> _What is asked_
Write the records out again, precisely as they stand.

> _Records shown_

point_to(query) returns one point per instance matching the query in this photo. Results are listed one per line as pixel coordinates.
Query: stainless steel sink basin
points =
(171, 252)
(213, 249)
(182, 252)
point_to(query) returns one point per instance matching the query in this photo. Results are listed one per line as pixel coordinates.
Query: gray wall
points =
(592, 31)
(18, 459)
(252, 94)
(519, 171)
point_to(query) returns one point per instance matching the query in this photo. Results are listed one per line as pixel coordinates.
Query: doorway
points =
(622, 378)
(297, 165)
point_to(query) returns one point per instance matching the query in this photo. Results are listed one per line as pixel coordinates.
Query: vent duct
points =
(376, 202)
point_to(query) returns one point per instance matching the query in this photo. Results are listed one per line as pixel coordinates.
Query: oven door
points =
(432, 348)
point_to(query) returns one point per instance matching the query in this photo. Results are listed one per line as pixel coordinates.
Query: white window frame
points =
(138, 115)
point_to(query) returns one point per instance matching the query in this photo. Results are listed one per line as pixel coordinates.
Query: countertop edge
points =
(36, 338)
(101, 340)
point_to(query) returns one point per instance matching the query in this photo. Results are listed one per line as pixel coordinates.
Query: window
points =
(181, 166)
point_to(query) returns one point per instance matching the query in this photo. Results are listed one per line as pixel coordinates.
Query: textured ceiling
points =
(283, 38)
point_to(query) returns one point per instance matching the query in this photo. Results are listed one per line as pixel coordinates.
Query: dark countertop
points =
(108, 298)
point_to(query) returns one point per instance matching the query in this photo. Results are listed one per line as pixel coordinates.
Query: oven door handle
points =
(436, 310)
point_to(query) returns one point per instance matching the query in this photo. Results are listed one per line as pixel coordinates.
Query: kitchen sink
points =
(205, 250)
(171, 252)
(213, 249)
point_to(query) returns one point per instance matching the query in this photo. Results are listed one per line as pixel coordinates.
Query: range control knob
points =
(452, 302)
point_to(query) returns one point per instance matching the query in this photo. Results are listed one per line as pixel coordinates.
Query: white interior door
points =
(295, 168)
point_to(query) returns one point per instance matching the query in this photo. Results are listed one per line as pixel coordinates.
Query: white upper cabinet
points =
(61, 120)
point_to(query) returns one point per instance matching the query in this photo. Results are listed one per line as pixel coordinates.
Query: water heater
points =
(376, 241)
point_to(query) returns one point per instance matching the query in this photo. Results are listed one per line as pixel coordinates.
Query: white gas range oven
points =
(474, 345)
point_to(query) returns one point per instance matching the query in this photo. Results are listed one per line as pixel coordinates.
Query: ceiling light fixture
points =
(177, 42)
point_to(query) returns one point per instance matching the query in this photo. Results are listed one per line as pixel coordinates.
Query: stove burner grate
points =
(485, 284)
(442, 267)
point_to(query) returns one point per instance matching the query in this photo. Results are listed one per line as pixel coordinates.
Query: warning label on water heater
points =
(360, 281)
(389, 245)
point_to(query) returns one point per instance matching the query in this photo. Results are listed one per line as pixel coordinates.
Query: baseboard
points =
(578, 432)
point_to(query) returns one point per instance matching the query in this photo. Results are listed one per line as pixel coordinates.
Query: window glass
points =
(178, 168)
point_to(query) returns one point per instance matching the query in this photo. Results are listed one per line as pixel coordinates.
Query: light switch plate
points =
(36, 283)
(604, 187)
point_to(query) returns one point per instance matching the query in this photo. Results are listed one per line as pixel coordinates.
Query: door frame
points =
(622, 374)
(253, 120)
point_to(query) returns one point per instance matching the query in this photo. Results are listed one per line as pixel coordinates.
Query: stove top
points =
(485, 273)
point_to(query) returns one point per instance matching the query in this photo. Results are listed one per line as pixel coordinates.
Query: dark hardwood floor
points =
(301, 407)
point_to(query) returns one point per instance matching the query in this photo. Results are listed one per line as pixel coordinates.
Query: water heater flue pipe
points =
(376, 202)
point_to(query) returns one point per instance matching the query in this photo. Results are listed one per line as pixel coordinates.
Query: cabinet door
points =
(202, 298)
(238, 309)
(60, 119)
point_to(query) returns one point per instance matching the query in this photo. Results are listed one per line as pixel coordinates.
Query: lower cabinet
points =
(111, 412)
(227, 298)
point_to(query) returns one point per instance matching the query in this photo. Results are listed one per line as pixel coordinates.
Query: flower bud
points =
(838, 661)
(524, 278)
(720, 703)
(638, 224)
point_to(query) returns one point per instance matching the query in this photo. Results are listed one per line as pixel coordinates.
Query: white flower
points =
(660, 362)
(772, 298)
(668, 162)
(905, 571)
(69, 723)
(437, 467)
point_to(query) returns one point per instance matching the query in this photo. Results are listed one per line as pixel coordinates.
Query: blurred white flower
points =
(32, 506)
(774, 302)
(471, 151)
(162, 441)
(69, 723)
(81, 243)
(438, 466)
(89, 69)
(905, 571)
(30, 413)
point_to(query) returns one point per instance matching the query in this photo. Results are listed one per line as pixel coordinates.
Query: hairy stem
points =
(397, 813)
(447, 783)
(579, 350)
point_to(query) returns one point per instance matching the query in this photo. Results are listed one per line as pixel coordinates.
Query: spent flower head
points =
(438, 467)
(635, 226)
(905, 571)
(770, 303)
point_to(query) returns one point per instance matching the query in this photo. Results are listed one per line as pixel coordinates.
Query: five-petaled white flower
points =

> _The reply_
point_to(query) returns one point per instance matching the query in this photo. Results are listed one per line as pixel coordinates.
Query: stainless steel sink basin
points =
(171, 252)
(213, 249)
(182, 252)
point_to(query) returns one point per instance matching the query in this photo. Results are listed one per line as pixel coordinates.
Query: gray wall
points =
(592, 31)
(18, 459)
(252, 94)
(519, 171)
point_to(query) returns one point per instance matching the query in this photo. Results are listed one per line as pixel coordinates.
Query: doorway
points =
(622, 378)
(297, 165)
point_to(query) returns one point per instance matching the query in this photo. Results are listed one per line as pixel coordinates.
Query: vent duct
points =
(376, 202)
point_to(query) returns one point per instance matching the query in this photo. Results are listed one per line as pixel coordinates.
Query: oven door
points =
(432, 348)
point_to(query) returns one point per instance matching the query in this photo. Results are listed one per line as pixel coordinates.
Query: white window frame
points =
(138, 115)
point_to(query) returns one point per instance matching the query in this photo. Results are listed one per line as pixel coordinates.
Query: countertop edge
points =
(36, 338)
(101, 340)
point_to(query) returns one point per instance matching the query in this photo. Results are listed one per line as pixel coordinates.
Query: window
points =
(181, 166)
point_to(query) returns one point per instance matching the query in this photo. Results are listed one per line as pixel coordinates.
Query: textured ceiling
points =
(283, 38)
point_to(query) returns one point per instance matching the query in this photo. Results are listed one per line as pixel coordinates.
Query: dark countertop
points =
(108, 298)
point_to(query) returns one point per instance matching the query in this photo. Results are listed one per line as pixel coordinates.
Query: oven door handle
points =
(436, 310)
point_to(query) returns one point per instance matching the query in this photo. Results are listed one per line as pixel coordinates.
Query: kitchen sink
points =
(205, 250)
(171, 252)
(213, 249)
point_to(query) returns one point per instance matching the query in this photo. Results are listed one per line as pixel coordinates.
Query: range control knob
points =
(452, 302)
point_to(query) returns one point per instance matching the query in this photo. Results are listed one per line as pixel coordinates.
Query: white interior door
points =
(295, 168)
point_to(query) returns one point per instance matching the query in this photo. Results are listed one per line as pixel coordinates.
Query: white upper cabinet
points =
(61, 120)
point_to(query) returns one point per instance matching the query in this photo. Results are listed one per line as pixel coordinates.
Query: water heater
points =
(376, 241)
point_to(query) returns one point per instance matching the query in this photo. Results are listed one per line as pixel coordinates.
Query: white gas range oven
points =
(474, 345)
point_to(query) returns one point per instance matching the query in this photo. Results are listed one per line as pixel coordinates.
Query: ceiling light fixture
points =
(177, 42)
point_to(query) returns one point per instance matching the query in this photo. Results are listed one per line as pixel coordinates.
Query: stove burner grate
points =
(485, 284)
(442, 267)
point_to(query) returns one point per instance matching the query in this photo. Results are listed one per line as pixel coordinates.
Query: warning label on water heater
points =
(360, 281)
(389, 245)
point_to(query) returns one point per instance matching the query in this photo. Results are listed one per line as pixel coordinates.
Query: baseboard
points =
(578, 432)
point_to(query) returns one point per instance matching the query in this photo. Results are listed one per line as pixel coordinates.
Query: window glass
points =
(178, 168)
point_to(query) returns one point per instance matching the query in this photo. Results are listed one per line as pixel coordinates.
Query: light switch plate
points =
(36, 283)
(604, 187)
point_to(query) returns one point per instance matching the query in this photo. Results are listed one per line as pixel coordinates.
Query: door frame
points =
(622, 374)
(253, 120)
point_to(query) returns one point per instance matching the query in this photo. Results are listed one per line as pixel coordinates.
Query: stove top
points =
(485, 273)
point_to(query) returns one point per instance matching the query in this photo. Results are listed one per line as pixel coordinates.
Query: dark hardwood floor
points =
(301, 407)
point_to(query) returns one point per instance matching the query in this photo. Results are listed one per line as pixel coordinates.
Query: water heater flue pipe
points =
(376, 202)
point_to(query) returns one point per instance matching the query in this photo. Results are listed one per line as pixel coordinates.
Query: cabinet door
points =
(202, 298)
(238, 309)
(60, 119)
point_to(query) returns one point per instance matching the query in this photo. Results are listed one per line as pixel coordinates.
Query: lower cabinet
points =
(111, 412)
(227, 298)
point_to(query) returns one point per instance matching the query in this photo. Results are listed one per line as pixel coordinates.
Query: flower bud
points =
(838, 661)
(524, 278)
(720, 703)
(638, 224)
point_to(query) returns one point per instance matching the query in this photo. Results are listed one per line as pixel coordinates.
Query: white flower
points =
(660, 362)
(772, 298)
(668, 162)
(905, 571)
(69, 723)
(437, 467)
point_to(query) returns one point per instance matching the query in this photo. Results are listed one per line as pixel coordinates.
Query: blurred white flower
points =
(32, 506)
(774, 302)
(471, 151)
(162, 441)
(69, 723)
(81, 243)
(438, 466)
(89, 69)
(905, 571)
(30, 413)
point_to(query) returns one point per instance matching the query in this photo. Results are listed one per line as pixel coordinates.
Query: hairy stem
points =
(397, 813)
(447, 783)
(579, 350)
point_to(query) returns one point per instance matching the query in this photo. Results are listed one per line as pixel coordinates.
Query: spent flower head
points =
(438, 467)
(635, 226)
(905, 571)
(770, 303)
point_to(query) returns one point per instance matching the query in this photo. Results are listed one per line as pixel coordinates.
Query: five-petaled white flower
points =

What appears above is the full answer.